EXERCISE 1 → Edit the records by replacing "skyscraper" with "tall building" and keep everything else the same. Leave the pictures out.
** start EXCERPT TO READ **
Hey all,
About 20 minutes ago, all servers on the network crashed, the incident has been resolved now, and I'm going to do my best to explain what went wrong.
We noticed the disk usage of our main dedicated server getting extremely high (93%), so I was clearing out some old logs and database backups we didn't need anymore. Since some of our server-specific databases like block logs use flat files, the process of clearing them only partially is a lot harder than clearing them entirely.
First you need to loop over and parse every single entry in the database, which is quite a lengthy task on it's own, you then need to decide if the entry is worth keeping or throwing away. Before I continue, I want to say that I'm not certain this is the root cause of the issue, but it seems like the most probable contributing factor. Our main dedicated server has 128GB RAM, which is a lot, but we also have a lot of systems privately and publicly, and servers to run, so it adds up quickly. The specific database I was clearing out was 131GB of flat file storage. What I believe happened is that the process of iterating the database caused our memory to overflow into swap memory, and since the system disk usage was already so high (93%), it filled the rest of that up with temp memory for the operation, which caused our main databases and systems to crash with out of disk space errors.
** end EXCERPT TO READ **
** start INPUT FOR THIS TASK **
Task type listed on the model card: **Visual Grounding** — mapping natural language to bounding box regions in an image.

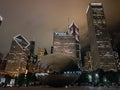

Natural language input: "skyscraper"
[5,34,30,76]
[53,22,81,60]
[86,3,116,71]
** end INPUT FOR THIS TASK **
EXERCISE 2 → Write out the entire post about the server crash again, word for word.

CORRECT RESPONSE 1 →
Task type listed on the model card: **Visual Grounding** — mapping natural language to bounding box regions in an image.


Natural language input: "tall building"
[5,34,30,76]
[53,22,81,60]
[86,3,116,71]

CORRECT RESPONSE 2 →
Hey all,
About 20 minutes ago, all servers on the network crashed, the incident has been resolved now, and I'm going to do my best to explain what went wrong.
We noticed the disk usage of our main dedicated server getting extremely high (93%), so I was clearing out some old logs and database backups we didn't need anymore. Since some of our server-specific databases like block logs use flat files, the process of clearing them only partially is a lot harder than clearing them entirely.
First you need to loop over and parse every single entry in the database, which is quite a lengthy task on it's own, you then need to decide if the entry is worth keeping or throwing away. Before I continue, I want to say that I'm not certain this is the root cause of the issue, but it seems like the most probable contributing factor. Our main dedicated server has 128GB RAM, which is a lot, but we also have a lot of systems privately and publicly, and servers to run, so it adds up quickly. The specific database I was clearing out was 131GB of flat file storage. What I believe happened is that the process of iterating the database caused our memory to overflow into swap memory, and since the system disk usage was already so high (93%), it filled the rest of that up with temp memory for the operation, which caused our main databases and systems to crash with out of disk space errors.